TEXT:
Overall you come off very "kill 'em all and let god sort 'em out", even without your S&W bumper sticker. That's just the teflon on the tip.
/me isn't worried about your Smith & Wesson when I'm thousands of 0.62 miles away.
And I wanted to have a bot do it, automagically. DAMMIT!
No problem, you can have your bot submit the paperwork to the FBI at the same time as it launches the retaliatory strike. The whole process doesn't need to take more than a few seconds.
There's no mention of "waiting for the FBI to respond" to your notification.
Bob announces that he will hack back against anybody who attacks him.
So Mallory impersonates Alice and attacks Bob. Doesn't need to be a big or effective attack.
Bob detects the attack and launches a hack-back against Alice.
Alice's network is now trashed, and Bob claims he was retaliating legally.
Congress seems to be a bunch of Chaos Monkeys.
They're an odd mix of throttlingly tight control in some areas (copyright - where money is at risk but lives aren't) and "go get 'em tiger" chaos in others (abhorrently loose gun control - where lives are at risk but money isn't).
This revenge hack thing sits firmly under chaos, the necessity of which is driven by "corporate / IP" psychopathy.
Very plain to see what's important to those who occupy the halls of power in the ol' US of A. Land of the free, so long as you can wrench that freedom from thy neighbour's cold dead hand like the true winner you are!
U! S! A!
U! S! A!
U! S! A!
P.S. If this law passes, the ultimate challenge to a black hat hacker is this:
Create a circle of forever legitimate revenge attacks between Apple, Google, Facebook, and Microsoft.

Object point labels

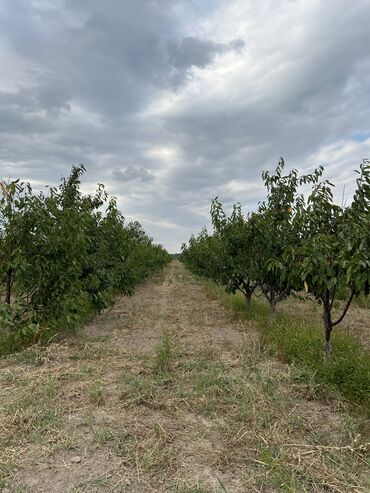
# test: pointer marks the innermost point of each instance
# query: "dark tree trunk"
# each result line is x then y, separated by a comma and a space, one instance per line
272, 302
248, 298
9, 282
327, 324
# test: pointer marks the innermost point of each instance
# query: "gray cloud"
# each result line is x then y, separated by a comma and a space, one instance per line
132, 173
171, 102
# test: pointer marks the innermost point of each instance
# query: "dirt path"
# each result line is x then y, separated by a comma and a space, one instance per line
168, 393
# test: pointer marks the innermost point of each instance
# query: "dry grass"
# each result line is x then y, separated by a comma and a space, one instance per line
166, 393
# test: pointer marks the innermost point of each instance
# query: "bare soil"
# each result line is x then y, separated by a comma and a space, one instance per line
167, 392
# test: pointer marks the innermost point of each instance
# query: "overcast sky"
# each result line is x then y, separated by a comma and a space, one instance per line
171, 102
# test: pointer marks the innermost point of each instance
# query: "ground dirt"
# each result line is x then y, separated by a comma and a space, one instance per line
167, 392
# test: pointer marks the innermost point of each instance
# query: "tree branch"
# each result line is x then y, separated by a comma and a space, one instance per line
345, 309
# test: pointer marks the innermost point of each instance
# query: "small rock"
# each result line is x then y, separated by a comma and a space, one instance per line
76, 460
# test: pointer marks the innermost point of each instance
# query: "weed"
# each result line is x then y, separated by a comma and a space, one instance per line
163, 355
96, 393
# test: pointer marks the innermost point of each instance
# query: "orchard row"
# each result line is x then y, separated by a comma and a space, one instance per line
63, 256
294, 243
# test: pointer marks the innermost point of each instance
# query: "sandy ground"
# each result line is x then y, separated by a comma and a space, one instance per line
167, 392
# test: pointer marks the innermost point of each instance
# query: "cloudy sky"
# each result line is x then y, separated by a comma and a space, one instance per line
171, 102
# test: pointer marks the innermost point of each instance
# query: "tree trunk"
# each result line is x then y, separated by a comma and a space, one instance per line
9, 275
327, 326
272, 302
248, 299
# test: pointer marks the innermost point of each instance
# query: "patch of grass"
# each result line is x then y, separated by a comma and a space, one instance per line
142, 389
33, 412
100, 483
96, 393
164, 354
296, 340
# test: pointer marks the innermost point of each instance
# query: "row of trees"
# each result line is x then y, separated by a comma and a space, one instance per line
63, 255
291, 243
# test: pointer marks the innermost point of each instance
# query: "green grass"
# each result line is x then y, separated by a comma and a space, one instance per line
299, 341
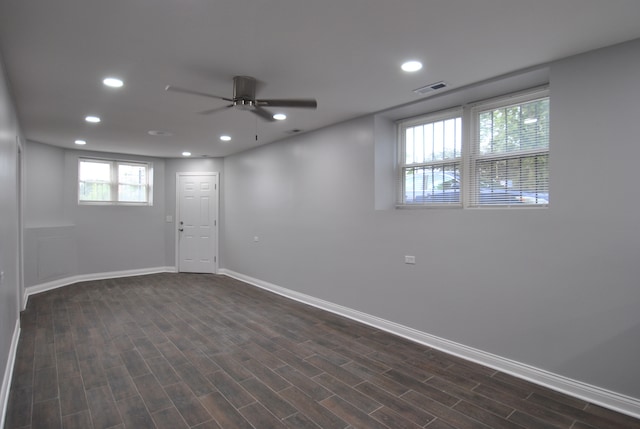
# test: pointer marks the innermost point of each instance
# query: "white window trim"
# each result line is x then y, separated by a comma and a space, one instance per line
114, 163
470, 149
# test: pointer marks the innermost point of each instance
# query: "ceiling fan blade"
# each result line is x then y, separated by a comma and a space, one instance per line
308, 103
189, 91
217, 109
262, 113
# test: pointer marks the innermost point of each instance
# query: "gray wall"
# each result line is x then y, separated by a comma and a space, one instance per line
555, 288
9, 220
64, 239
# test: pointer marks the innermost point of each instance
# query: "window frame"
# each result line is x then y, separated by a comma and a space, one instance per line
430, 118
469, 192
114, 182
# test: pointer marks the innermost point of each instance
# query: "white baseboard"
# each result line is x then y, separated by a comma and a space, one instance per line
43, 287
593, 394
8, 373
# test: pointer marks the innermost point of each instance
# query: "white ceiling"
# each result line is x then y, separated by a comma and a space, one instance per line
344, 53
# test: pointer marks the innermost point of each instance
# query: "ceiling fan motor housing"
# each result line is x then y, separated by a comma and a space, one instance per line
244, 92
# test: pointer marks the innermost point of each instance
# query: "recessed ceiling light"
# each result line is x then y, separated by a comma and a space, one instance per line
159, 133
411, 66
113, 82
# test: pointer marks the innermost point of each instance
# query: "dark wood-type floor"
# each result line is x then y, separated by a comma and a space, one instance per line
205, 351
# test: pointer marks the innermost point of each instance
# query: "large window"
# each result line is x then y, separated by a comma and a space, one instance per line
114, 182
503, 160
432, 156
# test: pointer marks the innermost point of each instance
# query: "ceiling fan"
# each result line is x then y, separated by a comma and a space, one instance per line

REQUEST: Write the next part of the discussion of legalized hack-back retaliation, starting right after its final sentence.

FINAL ANSWER:
Not Alice - see "Joe job". Misdirected reactions since 1996.
These things happen all the time in the physical world, especially when one of the actors is going through an acute paranoia phase, and has copious amounts of ammo lying around. Very frequently, they do not even require a malicious, misdirecting agent, and come from either a purely accedental glitch somewhere, or because of a misinterpretation of an innocent mistake. See (among many others) the Tonkin incident and KAL 007 incident.
I am really looking forward to some cowboy "defending" himself by trashing my systems after misinterpreting his logs showing my e-mail arriving 5 minutes before his 15-years old SCSI disk array finally gave up the ghost due to an advanced old age - which will inevitably happen if laws like this one come into force.
most people understand the 'joe job' problem. I've been Joe-jobbed a couple of times. Fortunately the web service that handles domain e-mails added the ability to put the correct MX DNS info records in place to specify which servers are authorized to send e-mail for the domain, and I haven't seen it happen since.
in one joe-job case that I allegedly heard about, the alleged perps allegedly had an alleged server running in an alleged country that is well known for having compromised servers and NOT responding to alleged abuse reports because alleged mail service was filtering the abuse reports as "spam". Allegedly. And it allegedly had the usual "fake rolex" and "fake handbag" web sites on it. And it allegedly got flooded with specially crafted (not illegal) HTTP requests that shut it down for a significant amount of time (allegedly exploiting a bug in the way they were re-directing via the "probably compromised" web server), on multiple occasions, with "stop joe jobbing XXX" allegedly being PROMINENT in the logs, allegedly. Yeah, no retaliation THERE, right?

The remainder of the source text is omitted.